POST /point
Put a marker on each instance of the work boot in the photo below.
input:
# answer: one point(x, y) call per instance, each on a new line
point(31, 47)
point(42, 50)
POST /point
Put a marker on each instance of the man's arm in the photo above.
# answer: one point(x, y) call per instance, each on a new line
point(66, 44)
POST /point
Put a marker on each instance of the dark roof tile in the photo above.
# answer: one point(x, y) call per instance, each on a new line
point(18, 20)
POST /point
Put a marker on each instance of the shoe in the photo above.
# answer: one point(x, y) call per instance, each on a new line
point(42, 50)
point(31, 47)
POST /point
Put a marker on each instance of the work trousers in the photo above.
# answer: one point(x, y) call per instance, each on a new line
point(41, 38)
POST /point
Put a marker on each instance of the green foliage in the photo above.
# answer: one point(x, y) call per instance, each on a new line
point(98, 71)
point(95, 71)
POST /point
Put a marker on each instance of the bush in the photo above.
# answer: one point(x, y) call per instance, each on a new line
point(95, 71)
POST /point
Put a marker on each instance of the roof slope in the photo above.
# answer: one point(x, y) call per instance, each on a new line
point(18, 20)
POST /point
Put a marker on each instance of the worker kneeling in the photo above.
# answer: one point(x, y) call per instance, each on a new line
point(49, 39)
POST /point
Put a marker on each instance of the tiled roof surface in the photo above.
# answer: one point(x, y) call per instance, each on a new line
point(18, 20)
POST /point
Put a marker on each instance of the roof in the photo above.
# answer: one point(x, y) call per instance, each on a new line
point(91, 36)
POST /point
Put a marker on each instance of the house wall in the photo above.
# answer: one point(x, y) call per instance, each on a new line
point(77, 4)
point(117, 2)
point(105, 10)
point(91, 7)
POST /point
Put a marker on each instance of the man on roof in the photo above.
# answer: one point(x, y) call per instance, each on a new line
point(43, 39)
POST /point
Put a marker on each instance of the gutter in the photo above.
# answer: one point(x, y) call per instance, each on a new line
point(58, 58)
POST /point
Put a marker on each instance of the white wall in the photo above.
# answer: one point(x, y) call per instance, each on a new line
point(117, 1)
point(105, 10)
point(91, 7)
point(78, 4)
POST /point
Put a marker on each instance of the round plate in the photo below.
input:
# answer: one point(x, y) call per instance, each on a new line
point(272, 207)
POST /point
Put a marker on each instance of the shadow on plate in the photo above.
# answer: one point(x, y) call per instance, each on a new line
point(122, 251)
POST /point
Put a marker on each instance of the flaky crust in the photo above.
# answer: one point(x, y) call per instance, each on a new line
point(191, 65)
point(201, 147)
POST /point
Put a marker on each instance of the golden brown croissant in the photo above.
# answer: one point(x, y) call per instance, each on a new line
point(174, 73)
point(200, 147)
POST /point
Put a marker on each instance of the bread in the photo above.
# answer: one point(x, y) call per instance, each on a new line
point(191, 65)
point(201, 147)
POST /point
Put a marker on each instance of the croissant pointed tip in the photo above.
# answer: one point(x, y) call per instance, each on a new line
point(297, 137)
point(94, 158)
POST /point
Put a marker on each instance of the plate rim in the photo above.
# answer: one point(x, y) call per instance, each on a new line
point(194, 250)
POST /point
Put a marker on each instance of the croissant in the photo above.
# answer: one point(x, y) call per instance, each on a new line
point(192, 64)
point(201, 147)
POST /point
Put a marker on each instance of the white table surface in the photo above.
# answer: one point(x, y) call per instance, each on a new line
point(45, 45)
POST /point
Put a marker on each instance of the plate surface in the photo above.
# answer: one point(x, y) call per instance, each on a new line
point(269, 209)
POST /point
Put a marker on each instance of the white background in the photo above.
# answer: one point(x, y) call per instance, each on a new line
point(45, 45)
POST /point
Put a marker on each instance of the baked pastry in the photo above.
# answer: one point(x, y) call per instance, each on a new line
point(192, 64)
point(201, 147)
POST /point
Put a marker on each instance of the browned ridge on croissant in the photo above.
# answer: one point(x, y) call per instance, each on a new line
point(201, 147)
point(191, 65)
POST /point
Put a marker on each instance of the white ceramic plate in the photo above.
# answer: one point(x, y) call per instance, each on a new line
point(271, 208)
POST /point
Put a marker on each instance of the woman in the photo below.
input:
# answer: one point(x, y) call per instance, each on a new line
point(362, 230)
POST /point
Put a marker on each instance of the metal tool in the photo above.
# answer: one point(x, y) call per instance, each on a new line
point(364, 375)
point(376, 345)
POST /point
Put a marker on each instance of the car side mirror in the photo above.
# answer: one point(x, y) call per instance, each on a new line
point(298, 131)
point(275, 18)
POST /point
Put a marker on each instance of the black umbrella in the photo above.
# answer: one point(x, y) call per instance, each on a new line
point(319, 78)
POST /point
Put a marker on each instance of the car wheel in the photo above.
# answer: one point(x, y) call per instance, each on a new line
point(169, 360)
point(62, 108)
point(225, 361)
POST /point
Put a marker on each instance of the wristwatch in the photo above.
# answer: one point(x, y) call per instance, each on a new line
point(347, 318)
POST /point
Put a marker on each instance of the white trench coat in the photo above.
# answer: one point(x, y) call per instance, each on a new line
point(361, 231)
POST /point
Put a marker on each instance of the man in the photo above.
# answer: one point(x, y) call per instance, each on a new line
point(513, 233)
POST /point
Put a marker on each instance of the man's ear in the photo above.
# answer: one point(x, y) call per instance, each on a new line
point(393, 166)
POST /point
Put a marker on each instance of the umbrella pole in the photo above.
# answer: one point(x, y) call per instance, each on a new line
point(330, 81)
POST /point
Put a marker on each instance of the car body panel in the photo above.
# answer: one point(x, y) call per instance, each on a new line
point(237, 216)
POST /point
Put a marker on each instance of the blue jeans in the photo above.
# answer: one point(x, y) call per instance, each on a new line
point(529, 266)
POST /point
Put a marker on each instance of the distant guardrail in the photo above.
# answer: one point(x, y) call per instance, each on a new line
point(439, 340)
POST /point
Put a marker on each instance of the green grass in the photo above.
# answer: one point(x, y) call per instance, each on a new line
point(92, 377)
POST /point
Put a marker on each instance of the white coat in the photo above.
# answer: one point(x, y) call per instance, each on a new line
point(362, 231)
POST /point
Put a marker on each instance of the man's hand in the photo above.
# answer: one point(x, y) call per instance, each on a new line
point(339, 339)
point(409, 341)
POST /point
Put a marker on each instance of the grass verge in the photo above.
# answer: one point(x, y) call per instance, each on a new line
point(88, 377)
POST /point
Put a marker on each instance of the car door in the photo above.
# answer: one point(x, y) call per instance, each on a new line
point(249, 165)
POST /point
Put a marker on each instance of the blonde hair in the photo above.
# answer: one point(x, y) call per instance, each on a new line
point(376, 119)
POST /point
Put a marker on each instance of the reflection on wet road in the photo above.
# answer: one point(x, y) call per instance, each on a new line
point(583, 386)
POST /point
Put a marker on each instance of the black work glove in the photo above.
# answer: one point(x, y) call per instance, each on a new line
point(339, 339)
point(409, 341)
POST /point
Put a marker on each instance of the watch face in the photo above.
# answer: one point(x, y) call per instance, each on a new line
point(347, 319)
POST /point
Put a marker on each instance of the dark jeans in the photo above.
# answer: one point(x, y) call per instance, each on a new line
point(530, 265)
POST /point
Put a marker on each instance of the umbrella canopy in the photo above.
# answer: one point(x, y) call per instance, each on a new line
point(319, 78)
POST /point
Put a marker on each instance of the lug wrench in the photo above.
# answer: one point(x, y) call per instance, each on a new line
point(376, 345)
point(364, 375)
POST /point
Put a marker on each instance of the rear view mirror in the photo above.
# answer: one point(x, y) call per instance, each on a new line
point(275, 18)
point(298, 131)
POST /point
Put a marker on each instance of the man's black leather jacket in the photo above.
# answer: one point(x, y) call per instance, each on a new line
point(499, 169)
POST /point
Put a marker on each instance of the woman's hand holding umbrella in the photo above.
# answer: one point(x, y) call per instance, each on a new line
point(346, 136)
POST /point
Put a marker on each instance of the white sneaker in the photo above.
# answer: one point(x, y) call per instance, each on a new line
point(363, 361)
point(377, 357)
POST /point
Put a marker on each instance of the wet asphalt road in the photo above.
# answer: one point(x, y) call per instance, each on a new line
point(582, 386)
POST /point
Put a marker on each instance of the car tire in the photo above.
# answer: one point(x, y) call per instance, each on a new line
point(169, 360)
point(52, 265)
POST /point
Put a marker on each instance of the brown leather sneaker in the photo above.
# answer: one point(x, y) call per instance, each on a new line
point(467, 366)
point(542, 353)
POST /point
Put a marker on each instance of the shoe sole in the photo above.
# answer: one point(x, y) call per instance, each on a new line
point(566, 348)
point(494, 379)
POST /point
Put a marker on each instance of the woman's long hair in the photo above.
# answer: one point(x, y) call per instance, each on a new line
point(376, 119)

◇ ◇ ◇ ◇ ◇ ◇ ◇

> [WHAT THE EXERCISE ASKS]:
Return every line of the records above that contains the word "roof".

> [SOLUTION FOR THIS PROBLEM]:
Put a marker on each instance of the dark roof tile in the photo above.
Put a marker on each instance of the roof slope in the photo above.
Put a marker on each instance of the tiled roof surface in the photo above.
Put a marker on each instance of the roof in the photo above.
Put a marker on each instance of the man on roof in the photo above.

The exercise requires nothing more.